_REQUISITOS DO EXERCÍCIO_
• 1. Reescreva em forma de lista o parágrafo do trecho sobre a Venezuela no Mercosul que começa com "Entre os tratados que não foram incorporados", mantendo seus fatos principais.
• 2. Transcreva, por favor, a parte do trecho sobre a Venezuela no Mercosul que começa em "O prazo para" e termina em "Paraguai, Eladio Loizaga.".

_TRECHO SELECIONADO_

O governo brasileiro afirmou, em nota do Itamaraty divulgada neste sábado (13), que os "membros-fundadores do Mercosul [Brasil, Argentina, Paraguai e Uruguai] terão diante de si a complexa tarefa de definir as medidas jurídicas aplicáveis" contra a Venezuela, pelo fato de não ter cumprido todas as exigências necessárias para se incorporar ao bloco como membro pleno.

O prazo para o país se adequar às regras venceu às 23h59 de sexta.

O Paraguai adotou a mesma postura e enviou uma carta a seus parceiros do bloco em que pede, pela falta de respeito às normas, uma revisão jurídica da situação.

Por não cumprir as exigências, a Venezuela poderá ser "rebaixada" no grupo. "O país pode deixar [de ser um membro pleno], mas isso será analisado nos próximos dias", disse à Folha o ministro de Relações Exteriores do Paraguai, Eladio Loizaga.

Segundo o comunicado do Itamaraty, "nos próximos dias o governo brasileiro avaliará a situação detidamente, à luz do direito internacional, e manterá a devida coordenação com os demais Estados".

Entre os tratados que não foram incorporados no sistema de leis da Venezuela, o Brasil cita o Protocolo de Assunção, que estabelece o compromisso com direitos humanos, e o Acordo de Complementação Econômica 18, que estabelece as normas de integração dos mercados do bloco.

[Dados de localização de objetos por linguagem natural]
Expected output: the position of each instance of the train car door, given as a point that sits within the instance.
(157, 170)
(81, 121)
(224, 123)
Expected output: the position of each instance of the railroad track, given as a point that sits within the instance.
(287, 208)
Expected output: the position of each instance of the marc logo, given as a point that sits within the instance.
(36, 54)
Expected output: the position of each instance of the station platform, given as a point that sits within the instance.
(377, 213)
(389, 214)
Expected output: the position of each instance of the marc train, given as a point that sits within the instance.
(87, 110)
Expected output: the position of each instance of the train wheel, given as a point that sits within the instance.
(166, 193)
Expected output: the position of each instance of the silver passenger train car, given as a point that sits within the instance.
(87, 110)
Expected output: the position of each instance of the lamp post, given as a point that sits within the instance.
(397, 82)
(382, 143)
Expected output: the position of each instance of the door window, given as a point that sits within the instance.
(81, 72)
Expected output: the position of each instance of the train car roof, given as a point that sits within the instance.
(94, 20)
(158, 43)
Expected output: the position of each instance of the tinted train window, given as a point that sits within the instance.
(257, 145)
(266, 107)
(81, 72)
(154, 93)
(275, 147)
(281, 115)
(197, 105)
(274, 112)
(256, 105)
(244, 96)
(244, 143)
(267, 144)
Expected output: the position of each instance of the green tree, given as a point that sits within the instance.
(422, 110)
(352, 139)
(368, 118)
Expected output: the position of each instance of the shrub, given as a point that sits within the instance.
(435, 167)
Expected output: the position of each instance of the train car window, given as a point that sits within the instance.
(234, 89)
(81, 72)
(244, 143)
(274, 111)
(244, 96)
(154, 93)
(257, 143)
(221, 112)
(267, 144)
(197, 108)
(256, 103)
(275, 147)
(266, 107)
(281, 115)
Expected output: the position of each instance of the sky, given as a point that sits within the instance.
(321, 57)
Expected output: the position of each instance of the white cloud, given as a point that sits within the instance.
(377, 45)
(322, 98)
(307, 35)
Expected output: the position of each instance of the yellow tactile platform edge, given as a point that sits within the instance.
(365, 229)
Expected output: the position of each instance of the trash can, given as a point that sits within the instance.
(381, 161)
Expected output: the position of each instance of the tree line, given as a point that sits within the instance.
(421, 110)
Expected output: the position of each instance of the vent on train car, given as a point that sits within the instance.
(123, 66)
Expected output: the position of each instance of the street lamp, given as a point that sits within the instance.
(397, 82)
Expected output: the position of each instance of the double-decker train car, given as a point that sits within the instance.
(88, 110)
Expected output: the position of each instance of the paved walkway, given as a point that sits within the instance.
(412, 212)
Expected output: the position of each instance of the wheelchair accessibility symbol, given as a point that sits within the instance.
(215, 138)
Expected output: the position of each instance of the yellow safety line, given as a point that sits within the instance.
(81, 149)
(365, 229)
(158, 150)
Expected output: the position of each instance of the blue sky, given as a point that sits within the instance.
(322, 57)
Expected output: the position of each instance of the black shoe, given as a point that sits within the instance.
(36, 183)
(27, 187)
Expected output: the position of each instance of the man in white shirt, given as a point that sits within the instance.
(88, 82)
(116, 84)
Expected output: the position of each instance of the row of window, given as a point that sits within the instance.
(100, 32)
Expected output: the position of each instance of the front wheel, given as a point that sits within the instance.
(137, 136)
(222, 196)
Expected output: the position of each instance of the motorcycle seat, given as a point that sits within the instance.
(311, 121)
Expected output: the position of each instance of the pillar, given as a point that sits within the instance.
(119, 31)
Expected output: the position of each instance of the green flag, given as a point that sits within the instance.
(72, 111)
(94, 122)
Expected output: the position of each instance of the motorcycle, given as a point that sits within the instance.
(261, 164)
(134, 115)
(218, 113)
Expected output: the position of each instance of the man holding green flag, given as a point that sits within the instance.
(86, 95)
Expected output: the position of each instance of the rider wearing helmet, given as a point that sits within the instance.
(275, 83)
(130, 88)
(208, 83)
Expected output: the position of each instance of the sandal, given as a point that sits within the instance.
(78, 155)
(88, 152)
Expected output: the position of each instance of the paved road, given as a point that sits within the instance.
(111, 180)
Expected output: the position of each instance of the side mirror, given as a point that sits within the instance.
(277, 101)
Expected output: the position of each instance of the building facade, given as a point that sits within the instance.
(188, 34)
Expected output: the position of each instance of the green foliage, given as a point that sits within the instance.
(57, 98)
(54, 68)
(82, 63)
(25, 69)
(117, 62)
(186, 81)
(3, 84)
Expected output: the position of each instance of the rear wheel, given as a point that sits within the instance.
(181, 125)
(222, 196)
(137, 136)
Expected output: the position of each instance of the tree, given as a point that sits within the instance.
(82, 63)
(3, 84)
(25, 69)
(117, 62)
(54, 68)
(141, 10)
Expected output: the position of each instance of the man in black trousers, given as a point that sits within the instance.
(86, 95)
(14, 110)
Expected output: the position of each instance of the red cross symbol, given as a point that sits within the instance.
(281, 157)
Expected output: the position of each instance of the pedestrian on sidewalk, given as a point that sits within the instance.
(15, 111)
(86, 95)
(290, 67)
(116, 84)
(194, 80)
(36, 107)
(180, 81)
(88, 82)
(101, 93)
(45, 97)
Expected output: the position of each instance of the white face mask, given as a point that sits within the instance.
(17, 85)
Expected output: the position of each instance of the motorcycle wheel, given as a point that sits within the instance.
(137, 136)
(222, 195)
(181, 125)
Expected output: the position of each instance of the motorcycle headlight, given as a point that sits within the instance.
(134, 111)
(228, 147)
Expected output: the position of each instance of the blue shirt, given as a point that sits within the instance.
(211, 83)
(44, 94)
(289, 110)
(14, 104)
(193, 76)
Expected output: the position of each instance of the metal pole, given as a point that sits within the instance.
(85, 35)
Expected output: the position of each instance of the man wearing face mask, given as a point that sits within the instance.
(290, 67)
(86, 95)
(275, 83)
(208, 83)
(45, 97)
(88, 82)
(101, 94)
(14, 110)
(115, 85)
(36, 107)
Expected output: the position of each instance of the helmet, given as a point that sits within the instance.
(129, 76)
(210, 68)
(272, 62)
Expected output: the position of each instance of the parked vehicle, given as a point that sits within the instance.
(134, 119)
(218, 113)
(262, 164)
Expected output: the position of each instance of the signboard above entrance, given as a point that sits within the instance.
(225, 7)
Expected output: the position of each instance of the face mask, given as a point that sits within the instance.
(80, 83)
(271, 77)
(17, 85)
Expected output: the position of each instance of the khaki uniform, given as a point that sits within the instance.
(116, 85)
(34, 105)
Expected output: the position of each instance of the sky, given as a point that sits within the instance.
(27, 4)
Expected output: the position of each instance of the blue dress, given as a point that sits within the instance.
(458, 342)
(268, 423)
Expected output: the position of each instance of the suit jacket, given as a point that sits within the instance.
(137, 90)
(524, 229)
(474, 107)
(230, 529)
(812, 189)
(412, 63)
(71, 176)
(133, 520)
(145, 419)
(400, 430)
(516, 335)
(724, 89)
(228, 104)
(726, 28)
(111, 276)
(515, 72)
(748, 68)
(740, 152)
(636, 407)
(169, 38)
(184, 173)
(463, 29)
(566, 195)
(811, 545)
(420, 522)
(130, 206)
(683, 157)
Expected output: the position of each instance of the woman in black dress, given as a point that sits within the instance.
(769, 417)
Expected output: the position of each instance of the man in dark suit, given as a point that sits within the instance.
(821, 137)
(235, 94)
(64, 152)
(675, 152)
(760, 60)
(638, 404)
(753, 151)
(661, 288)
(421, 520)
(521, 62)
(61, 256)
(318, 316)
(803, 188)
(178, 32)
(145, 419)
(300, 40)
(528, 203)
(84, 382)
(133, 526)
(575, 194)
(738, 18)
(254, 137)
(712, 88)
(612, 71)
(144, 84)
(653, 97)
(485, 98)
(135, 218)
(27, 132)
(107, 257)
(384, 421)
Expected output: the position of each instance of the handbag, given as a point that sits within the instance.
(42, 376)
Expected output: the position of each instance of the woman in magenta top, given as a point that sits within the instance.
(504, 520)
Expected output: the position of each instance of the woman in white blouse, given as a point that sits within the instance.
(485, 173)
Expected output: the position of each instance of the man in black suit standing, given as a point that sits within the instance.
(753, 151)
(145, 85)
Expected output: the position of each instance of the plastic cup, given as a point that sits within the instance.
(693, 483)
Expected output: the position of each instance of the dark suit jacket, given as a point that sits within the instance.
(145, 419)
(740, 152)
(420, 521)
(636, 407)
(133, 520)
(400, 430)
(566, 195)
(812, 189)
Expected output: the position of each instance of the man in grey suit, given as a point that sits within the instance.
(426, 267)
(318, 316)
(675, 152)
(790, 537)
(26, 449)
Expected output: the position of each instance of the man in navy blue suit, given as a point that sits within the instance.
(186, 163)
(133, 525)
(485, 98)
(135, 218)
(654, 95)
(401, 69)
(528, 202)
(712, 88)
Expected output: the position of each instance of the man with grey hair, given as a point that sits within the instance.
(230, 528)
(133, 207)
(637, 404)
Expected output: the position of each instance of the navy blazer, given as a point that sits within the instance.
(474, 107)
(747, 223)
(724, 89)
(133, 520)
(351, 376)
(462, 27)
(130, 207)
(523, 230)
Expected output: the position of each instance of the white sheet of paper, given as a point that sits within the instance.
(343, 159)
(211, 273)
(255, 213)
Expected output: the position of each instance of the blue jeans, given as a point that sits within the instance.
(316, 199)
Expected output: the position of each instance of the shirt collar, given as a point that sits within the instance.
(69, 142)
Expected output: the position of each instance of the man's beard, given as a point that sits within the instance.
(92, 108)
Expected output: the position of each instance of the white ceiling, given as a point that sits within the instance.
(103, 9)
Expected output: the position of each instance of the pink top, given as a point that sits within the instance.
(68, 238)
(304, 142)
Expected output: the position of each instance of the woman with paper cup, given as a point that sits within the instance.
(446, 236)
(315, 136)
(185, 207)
==
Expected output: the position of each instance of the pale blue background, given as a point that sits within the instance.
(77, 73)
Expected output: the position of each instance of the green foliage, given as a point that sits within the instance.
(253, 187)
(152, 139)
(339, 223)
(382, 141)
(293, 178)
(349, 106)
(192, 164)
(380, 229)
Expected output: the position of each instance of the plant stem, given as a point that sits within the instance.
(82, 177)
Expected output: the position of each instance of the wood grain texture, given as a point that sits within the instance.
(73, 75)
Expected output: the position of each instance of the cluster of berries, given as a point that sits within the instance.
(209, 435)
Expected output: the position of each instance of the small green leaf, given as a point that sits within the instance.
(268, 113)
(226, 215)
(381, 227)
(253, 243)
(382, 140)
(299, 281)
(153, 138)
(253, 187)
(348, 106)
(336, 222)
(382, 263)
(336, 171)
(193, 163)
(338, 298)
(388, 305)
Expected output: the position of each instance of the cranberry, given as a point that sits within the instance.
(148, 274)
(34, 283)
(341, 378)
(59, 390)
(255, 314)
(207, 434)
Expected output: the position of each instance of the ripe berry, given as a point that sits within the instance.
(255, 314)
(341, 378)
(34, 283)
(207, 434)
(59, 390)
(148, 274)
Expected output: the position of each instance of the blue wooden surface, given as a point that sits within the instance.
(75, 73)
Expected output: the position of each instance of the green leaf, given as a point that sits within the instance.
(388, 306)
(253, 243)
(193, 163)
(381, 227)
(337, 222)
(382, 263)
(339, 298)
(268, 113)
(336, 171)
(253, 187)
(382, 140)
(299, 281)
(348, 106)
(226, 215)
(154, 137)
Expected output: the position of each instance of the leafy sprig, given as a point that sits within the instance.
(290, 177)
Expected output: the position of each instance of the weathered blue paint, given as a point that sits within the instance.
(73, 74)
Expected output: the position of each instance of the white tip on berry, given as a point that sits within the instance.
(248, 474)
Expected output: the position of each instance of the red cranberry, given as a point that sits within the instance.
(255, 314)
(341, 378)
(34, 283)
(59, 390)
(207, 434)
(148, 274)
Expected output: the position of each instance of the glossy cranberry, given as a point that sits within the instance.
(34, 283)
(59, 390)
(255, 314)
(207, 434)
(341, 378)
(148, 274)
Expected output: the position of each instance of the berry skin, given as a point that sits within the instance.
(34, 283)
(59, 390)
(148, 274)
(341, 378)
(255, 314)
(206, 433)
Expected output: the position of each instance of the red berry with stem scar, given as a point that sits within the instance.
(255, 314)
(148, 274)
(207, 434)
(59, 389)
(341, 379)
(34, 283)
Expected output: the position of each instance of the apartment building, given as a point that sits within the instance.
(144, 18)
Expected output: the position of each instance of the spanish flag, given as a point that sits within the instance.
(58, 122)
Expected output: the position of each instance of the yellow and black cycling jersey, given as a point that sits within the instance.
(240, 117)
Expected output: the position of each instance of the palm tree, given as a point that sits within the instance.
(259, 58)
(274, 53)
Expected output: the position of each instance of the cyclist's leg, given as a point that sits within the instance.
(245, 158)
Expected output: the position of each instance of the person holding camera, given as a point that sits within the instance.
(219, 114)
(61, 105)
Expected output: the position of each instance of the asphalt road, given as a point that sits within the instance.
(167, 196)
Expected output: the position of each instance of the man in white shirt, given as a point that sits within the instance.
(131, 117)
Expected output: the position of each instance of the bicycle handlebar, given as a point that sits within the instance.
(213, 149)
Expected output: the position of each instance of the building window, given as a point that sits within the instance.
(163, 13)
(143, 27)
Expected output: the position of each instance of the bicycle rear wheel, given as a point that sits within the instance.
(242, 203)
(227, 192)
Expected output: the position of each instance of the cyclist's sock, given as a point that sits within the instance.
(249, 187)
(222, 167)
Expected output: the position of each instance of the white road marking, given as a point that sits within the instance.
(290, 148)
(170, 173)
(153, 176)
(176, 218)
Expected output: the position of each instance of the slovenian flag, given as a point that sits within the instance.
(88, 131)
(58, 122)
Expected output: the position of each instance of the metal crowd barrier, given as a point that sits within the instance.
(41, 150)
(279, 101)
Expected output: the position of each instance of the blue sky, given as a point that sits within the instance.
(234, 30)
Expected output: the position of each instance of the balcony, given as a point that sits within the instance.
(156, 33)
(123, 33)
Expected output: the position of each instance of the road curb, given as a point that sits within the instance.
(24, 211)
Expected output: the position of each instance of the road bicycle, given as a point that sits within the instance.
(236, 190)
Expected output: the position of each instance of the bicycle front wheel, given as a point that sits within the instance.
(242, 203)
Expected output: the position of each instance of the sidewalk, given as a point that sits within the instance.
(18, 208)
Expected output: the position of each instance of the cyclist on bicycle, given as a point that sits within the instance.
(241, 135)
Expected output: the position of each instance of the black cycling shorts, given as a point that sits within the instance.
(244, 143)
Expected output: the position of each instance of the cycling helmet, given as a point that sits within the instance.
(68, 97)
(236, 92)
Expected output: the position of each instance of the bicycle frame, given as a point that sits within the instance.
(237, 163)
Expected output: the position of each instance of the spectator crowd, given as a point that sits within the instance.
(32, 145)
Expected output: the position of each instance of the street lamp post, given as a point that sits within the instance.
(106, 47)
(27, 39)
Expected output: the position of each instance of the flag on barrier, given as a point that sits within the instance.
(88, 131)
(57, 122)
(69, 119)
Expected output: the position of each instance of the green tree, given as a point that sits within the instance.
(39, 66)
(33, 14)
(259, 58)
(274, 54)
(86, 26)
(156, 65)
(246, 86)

_RESPOSTAS POR TAREFA_
• 1.
Tratados não incorporados ao sistema de leis da Venezuela, citados pelo Brasil:
- Protocolo de Assunção: estabelece o compromisso com direitos humanos.
- Acordo de Complementação Econômica 18: estabelece as normas de integração dos mercados do bloco.

• 2.
O prazo para o país se adequar às regras venceu às 23h59 de sexta.

O Paraguai adotou a mesma postura e enviou uma carta a seus parceiros do bloco em que pede, pela falta de respeito às normas, uma revisão jurídica da situação.

Por não cumprir as exigências, a Venezuela poderá ser "rebaixada" no grupo. "O país pode deixar [de ser um membro pleno], mas isso será analisado nos próximos dias", disse à Folha o ministro de Relações Exteriores do Paraguai, Eladio Loizaga.